INSTRUCTIONS:
1) From the introduction on urbanization below, list each challenge it says urban-dwelling animals must contend with.
2) Answer these questions from the introduction on urbanization below:
(a) What two things does urbanization radically alter in the landscapes it affects?
(b) Which source is cited for urbanization increasing worldwide?
(c) Species persisting in urban areas may gain release from what?

— BEGIN QUOTED TEXT —

Introduction

Urbanisation is a dramatic land use modification that radically alters the physical structure and ecosystem function in the landscapes it affects, with far reaching consequences for the biotic community. Biodiversity declines typically follow urbanisation, leaving a depleted and homogenised suite of species (Clergeau et al. 2006; McKinney 2002; McKinney 2006). For species that remain, the urban environment presents new challenges and opportunities. Urban dwelling animals must contend with built structures replacing natural vegetation, fragmentation and isolation of remaining greenspaces, increased levels of pollutants, potential competition with exotic species, and exposure to anthropogenic sources of disturbance (McKinney 2002; McKinney 2006; Shochat et al. 2006; Taylor and Hochuli 2017). However, species capable of persisting in urban areas may be able to take advantage of vacant niches, new resources, high primary productivity, heterogeneous green spaces, and potential release from natural competitors and predators (Callaghan et al. 2019a; Crooks and Soule 1999; Martin et al. 2010; Møller and Ibáñez-Álamo 2012; Shochat et al. 2006). With urbanisation increasing worldwide (Seto et al. 2012), it is vital to understand the mechanisms by which species become urbanised or fail to persist in order to better manage biodiversity in cities.

— END QUOTED TEXT —
— BEGIN SUPPLIED ENTRIES —

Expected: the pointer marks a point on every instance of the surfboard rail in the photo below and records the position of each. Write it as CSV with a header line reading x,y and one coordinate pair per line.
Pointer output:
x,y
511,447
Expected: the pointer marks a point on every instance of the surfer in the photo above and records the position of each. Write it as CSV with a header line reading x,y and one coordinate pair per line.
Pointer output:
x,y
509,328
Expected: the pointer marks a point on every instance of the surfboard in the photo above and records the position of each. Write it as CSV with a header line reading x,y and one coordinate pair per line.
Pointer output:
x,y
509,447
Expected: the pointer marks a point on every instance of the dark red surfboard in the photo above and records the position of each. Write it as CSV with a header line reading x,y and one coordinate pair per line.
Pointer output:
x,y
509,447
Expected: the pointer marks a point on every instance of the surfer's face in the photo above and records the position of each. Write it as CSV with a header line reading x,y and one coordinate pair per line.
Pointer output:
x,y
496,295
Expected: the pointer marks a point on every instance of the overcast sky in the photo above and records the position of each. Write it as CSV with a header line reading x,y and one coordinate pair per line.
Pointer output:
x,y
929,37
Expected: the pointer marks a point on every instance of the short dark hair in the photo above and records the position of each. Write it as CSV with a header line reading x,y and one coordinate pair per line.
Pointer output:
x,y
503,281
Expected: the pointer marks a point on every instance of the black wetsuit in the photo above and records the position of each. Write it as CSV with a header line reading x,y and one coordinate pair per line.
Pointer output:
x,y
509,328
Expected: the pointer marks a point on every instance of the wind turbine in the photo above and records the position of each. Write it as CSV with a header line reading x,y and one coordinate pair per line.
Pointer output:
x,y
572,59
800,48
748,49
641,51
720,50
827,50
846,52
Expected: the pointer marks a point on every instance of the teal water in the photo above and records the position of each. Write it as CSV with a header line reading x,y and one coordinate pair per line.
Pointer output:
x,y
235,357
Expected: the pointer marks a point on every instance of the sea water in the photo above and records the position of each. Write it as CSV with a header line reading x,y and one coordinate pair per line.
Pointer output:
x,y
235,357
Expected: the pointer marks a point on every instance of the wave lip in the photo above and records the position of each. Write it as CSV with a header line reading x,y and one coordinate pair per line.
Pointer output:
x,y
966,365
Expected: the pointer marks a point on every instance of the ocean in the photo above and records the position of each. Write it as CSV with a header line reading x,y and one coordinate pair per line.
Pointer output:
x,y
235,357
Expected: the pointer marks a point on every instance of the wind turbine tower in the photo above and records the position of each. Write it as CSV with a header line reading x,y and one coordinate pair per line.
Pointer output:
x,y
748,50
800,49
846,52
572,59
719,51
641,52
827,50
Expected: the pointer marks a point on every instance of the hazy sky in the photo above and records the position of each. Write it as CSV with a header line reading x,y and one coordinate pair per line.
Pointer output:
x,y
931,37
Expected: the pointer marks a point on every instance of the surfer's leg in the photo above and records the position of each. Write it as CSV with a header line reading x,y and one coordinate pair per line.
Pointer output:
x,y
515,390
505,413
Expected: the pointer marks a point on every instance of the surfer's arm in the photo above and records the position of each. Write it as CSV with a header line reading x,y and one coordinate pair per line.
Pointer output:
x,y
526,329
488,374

— END SUPPLIED ENTRIES —

COMPLETE ANSWERS:
1)
- Built structures replacing natural vegetation
- Fragmentation and isolation of remaining greenspaces
- Increased levels of pollutants
- Potential competition with exotic species
- Exposure to anthropogenic sources of disturbance

2)
(a) The physical structure and ecosystem function
(b) Seto et al. 2012
(c) Natural competitors and predators